# leaky head gasket



## Rocket2ya (Jun 19, 2009)

im new here and am looking at buying a 04 LS1 GTO for $7500 but the guy says that the headgasket is leaking. is this an easy job on these? i am somewhat auto savvy i have swapped the 4.6 in my mountaineer but thats about it. how much does this run to have a shop to do it? and do you think this is a good deal? btw the car has 94k on it.

thanks in advance


----------



## Rocket2ya (Jun 19, 2009)

anyone?????


----------



## B-ville Goat (Oct 5, 2008)

Personally, I wouldn't pay that much for the car. It is near 100K miles and has an engine problem. You are looking at least over $1000 to get a shop to do this. You can do it yourself, but it is a fairly big job and will need some specialized tools. You can find better deals than that.


----------



## Rukee (Feb 8, 2007)

even so, for $8500 total, I would think if the rest of the car is in great shape, it might not be a bad deal. If the heads are damaged or anything, that's another story.


----------



## jetstang (Nov 5, 2008)

Sounds reasonable, may even be a good deal. But, if was just a headgasket, why wouldn't they fix it and sell it for $10K? I think it may be more than advertised. Give them $6500 and take as is. Or pay $7500 based on that its only head gaskets, then have the heads pulled and see whats up. Bad bottom end or cracked head back out of the deal. Get it for $6500 and put a used motor in it if it's not head gaskets.


----------

What is being asked: In the head gasket thread, why does jetstang suspect the car's problem may be more than a leaking head gasket? Answer in one to three sentences.

Data block:
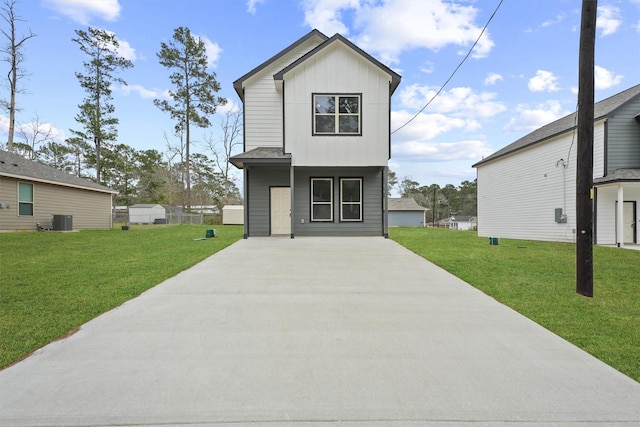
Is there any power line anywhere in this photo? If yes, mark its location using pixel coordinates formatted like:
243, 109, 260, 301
391, 0, 504, 135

Correct response: jetstang reasons that if the only problem were a head gasket, the sellers would likely fix it and sell the car for $10K. Since they haven't, jetstang thinks the problem may be bigger than advertised.